Document passage »
+ + + +

# 3010S - reman injector pump, now won't go past ~1200 RPM



## nanosplit (Jan 20, 2020)

I have a 3010S that I've had the Bosch injector pump rebuilt and installed but now it won't rev past 1200 RPM and I'm looking for some ideas on what I may be overlooking. (shop rebuilt, I installed)

So far, I've replaced all the plastic fuel lines, installed a new fuel filter (single filter config) and bled the system according to the service manual. The manual pump was replaced ~2 years ago, but I did pop the top off and cleaned the screen and also checked/cleaned/bled the preheater tank assembly. I've adjusted the timing and governor from one extreme to another but absolutely nothing has made the slightest difference to increase the maximum RPM.

+ + + +

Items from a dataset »
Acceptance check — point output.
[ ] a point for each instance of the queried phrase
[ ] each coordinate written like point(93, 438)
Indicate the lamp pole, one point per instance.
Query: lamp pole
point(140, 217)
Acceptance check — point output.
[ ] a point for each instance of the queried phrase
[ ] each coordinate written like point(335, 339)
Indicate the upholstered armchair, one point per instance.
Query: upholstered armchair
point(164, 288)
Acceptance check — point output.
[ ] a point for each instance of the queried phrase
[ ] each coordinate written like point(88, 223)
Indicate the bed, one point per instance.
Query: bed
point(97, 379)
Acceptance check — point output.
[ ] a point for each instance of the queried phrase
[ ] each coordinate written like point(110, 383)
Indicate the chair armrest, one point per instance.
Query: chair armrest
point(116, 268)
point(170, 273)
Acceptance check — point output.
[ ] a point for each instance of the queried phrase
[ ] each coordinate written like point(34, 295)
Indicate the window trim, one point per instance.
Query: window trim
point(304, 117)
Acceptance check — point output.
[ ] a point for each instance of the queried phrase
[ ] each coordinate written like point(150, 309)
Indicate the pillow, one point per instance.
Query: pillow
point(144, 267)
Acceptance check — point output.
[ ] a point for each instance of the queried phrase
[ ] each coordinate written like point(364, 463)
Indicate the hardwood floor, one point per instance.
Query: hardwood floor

+ + + +

Task details » Continue the forum thread about the 3010S that won't rev past 1200 RPM, starting right after its last sentence.

Answer to this exercise »
When pulling the throttle lever on the pump, it responds as you'd expect. When it hits the ~1200RPM point there is still another 1/2" of rotation for the lever before it bottoms out on the stop. If you continue to rotate and bottom it out on the stop there is no change in RPM's at all over that last 1/2" of rotation... no smoke coming out of the stack, no bogging, nada, it just doesn't do anything and the RPM's stay right around 1200RPM.

The tractor starts right away cold or hot, there is no smoke, weird noises, nothing. It is running like a champ in all other aspects except it just won't go above 1200RPM... 

What in the world am I missing? Before the rebuild everything ran fine as well, it just started to develop a leak so I wanted to nip it before it became an issue.

Thanks!


----------



## thepumpguysc (Jan 25, 2015)

It might be a fuel supply problem.?? Take the top off the supply pump again & have a look..
Have u tries BACKING the hi speed screw OUT.?? Go 1 FULL TURN OUT..
THAT WAY you'll know how far to screw it back in if it makes no difference..
Was the drive shaft KEYED??
Are u SURE u didnt knock the key out when u installed it.?? {happens ALL the time}
U can remove the drive nut & washer & LOOK to see if its in-line w/ the gear slot..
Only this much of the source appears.